• [What the exercise asks] Retype all of the data exactly as given.

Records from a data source
····················
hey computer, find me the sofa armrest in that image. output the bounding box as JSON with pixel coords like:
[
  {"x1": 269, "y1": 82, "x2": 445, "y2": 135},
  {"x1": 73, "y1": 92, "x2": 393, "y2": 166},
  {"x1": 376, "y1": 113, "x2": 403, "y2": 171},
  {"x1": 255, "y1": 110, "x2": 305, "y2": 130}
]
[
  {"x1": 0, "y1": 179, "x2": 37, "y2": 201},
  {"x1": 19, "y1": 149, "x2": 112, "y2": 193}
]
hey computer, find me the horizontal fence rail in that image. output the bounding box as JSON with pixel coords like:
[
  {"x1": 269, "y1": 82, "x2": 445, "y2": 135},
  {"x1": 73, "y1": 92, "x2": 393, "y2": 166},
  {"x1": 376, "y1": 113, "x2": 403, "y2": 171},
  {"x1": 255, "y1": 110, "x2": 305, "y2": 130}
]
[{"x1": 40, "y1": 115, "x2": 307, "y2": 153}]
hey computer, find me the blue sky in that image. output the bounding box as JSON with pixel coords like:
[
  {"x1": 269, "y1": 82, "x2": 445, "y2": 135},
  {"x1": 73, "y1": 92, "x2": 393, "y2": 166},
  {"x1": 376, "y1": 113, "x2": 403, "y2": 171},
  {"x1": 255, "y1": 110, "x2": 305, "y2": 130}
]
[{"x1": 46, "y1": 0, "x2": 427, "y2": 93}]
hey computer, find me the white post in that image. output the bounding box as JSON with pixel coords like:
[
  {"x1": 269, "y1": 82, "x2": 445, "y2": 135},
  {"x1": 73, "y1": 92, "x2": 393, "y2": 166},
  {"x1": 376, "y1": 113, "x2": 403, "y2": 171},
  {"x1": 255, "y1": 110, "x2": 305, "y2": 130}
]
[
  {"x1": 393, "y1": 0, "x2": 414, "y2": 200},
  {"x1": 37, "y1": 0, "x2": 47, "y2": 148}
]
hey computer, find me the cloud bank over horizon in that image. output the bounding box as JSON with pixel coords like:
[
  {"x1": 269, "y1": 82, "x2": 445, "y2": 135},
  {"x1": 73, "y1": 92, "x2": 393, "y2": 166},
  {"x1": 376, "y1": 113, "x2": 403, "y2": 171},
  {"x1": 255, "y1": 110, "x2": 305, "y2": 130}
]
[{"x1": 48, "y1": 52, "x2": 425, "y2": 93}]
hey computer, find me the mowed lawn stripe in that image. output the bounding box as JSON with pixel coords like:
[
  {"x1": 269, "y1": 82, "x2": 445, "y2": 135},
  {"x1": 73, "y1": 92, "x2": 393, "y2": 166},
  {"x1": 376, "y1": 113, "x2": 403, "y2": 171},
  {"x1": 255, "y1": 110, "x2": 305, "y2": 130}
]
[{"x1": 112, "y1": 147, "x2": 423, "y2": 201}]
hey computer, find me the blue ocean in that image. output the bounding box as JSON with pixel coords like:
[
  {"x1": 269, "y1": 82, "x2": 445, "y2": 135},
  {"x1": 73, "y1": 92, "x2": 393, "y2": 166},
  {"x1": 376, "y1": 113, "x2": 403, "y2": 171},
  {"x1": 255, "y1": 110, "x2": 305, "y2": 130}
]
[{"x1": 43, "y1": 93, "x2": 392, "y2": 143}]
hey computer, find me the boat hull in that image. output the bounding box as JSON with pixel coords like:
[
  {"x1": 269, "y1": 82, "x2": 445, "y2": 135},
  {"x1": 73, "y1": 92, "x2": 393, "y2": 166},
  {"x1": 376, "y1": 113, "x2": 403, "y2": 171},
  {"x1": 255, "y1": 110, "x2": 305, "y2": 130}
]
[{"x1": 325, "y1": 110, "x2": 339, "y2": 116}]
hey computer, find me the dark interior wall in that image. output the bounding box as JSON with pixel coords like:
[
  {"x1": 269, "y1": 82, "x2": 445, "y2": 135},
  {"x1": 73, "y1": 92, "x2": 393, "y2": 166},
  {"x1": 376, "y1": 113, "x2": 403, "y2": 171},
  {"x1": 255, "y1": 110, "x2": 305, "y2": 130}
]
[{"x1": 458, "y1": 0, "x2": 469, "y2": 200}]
····················
• [Result below]
hey computer, find me the sofa armrest in that image. output the bounding box as JSON with pixel coords like:
[
  {"x1": 269, "y1": 82, "x2": 445, "y2": 135},
  {"x1": 73, "y1": 92, "x2": 393, "y2": 166},
  {"x1": 376, "y1": 113, "x2": 403, "y2": 171},
  {"x1": 255, "y1": 110, "x2": 305, "y2": 130}
]
[
  {"x1": 0, "y1": 179, "x2": 37, "y2": 201},
  {"x1": 19, "y1": 149, "x2": 112, "y2": 193}
]
hey computer, find me the horizontal fence rail in that image. output the bounding box as JSON with pixel coords like:
[
  {"x1": 269, "y1": 82, "x2": 445, "y2": 135},
  {"x1": 73, "y1": 92, "x2": 393, "y2": 166},
  {"x1": 376, "y1": 113, "x2": 403, "y2": 171},
  {"x1": 255, "y1": 110, "x2": 305, "y2": 130}
]
[{"x1": 40, "y1": 115, "x2": 307, "y2": 153}]
hey computer, find me the blue sky in that image. output the bounding box as JSON with pixel coords like:
[
  {"x1": 269, "y1": 82, "x2": 445, "y2": 135},
  {"x1": 73, "y1": 92, "x2": 393, "y2": 166},
  {"x1": 376, "y1": 113, "x2": 403, "y2": 171},
  {"x1": 255, "y1": 110, "x2": 305, "y2": 130}
]
[{"x1": 46, "y1": 0, "x2": 427, "y2": 93}]
hey computer, find me the white post in that image. output the bounding box as JSON with pixel coords like:
[
  {"x1": 269, "y1": 82, "x2": 445, "y2": 135},
  {"x1": 73, "y1": 92, "x2": 393, "y2": 166},
  {"x1": 376, "y1": 113, "x2": 403, "y2": 171},
  {"x1": 255, "y1": 110, "x2": 305, "y2": 130}
]
[
  {"x1": 393, "y1": 0, "x2": 414, "y2": 200},
  {"x1": 37, "y1": 0, "x2": 47, "y2": 148}
]
hey computer, find me the cloud bank over horizon in that image. output the bounding box as JSON with pixel coords like:
[
  {"x1": 269, "y1": 82, "x2": 445, "y2": 135},
  {"x1": 73, "y1": 92, "x2": 393, "y2": 166},
  {"x1": 376, "y1": 113, "x2": 403, "y2": 171},
  {"x1": 255, "y1": 110, "x2": 305, "y2": 130}
]
[{"x1": 48, "y1": 52, "x2": 425, "y2": 93}]
hey computer, find me the mowed lawn stripe in that image. output the bounding box as JSON with pixel coords like:
[
  {"x1": 269, "y1": 82, "x2": 445, "y2": 135},
  {"x1": 73, "y1": 92, "x2": 393, "y2": 166},
  {"x1": 376, "y1": 113, "x2": 403, "y2": 171},
  {"x1": 255, "y1": 110, "x2": 305, "y2": 130}
]
[{"x1": 112, "y1": 147, "x2": 423, "y2": 201}]
hey computer, find me the blue ocean in that image. output the bounding box as JSON with pixel coords like:
[
  {"x1": 269, "y1": 82, "x2": 445, "y2": 135},
  {"x1": 73, "y1": 92, "x2": 393, "y2": 166},
  {"x1": 376, "y1": 113, "x2": 403, "y2": 171},
  {"x1": 255, "y1": 110, "x2": 305, "y2": 130}
]
[{"x1": 43, "y1": 93, "x2": 392, "y2": 143}]
hey computer, find me the boat hull in that image. output the bounding box as JSON with pixel coords like:
[
  {"x1": 269, "y1": 82, "x2": 445, "y2": 135},
  {"x1": 73, "y1": 92, "x2": 393, "y2": 166},
  {"x1": 376, "y1": 113, "x2": 403, "y2": 171},
  {"x1": 255, "y1": 110, "x2": 305, "y2": 130}
]
[{"x1": 325, "y1": 110, "x2": 339, "y2": 116}]
hey computer, find me the dark interior wall in that image. output the bounding box as JSON with pixel coords like:
[
  {"x1": 269, "y1": 82, "x2": 445, "y2": 135},
  {"x1": 73, "y1": 92, "x2": 393, "y2": 166},
  {"x1": 376, "y1": 113, "x2": 403, "y2": 171},
  {"x1": 255, "y1": 110, "x2": 305, "y2": 130}
]
[{"x1": 458, "y1": 0, "x2": 469, "y2": 200}]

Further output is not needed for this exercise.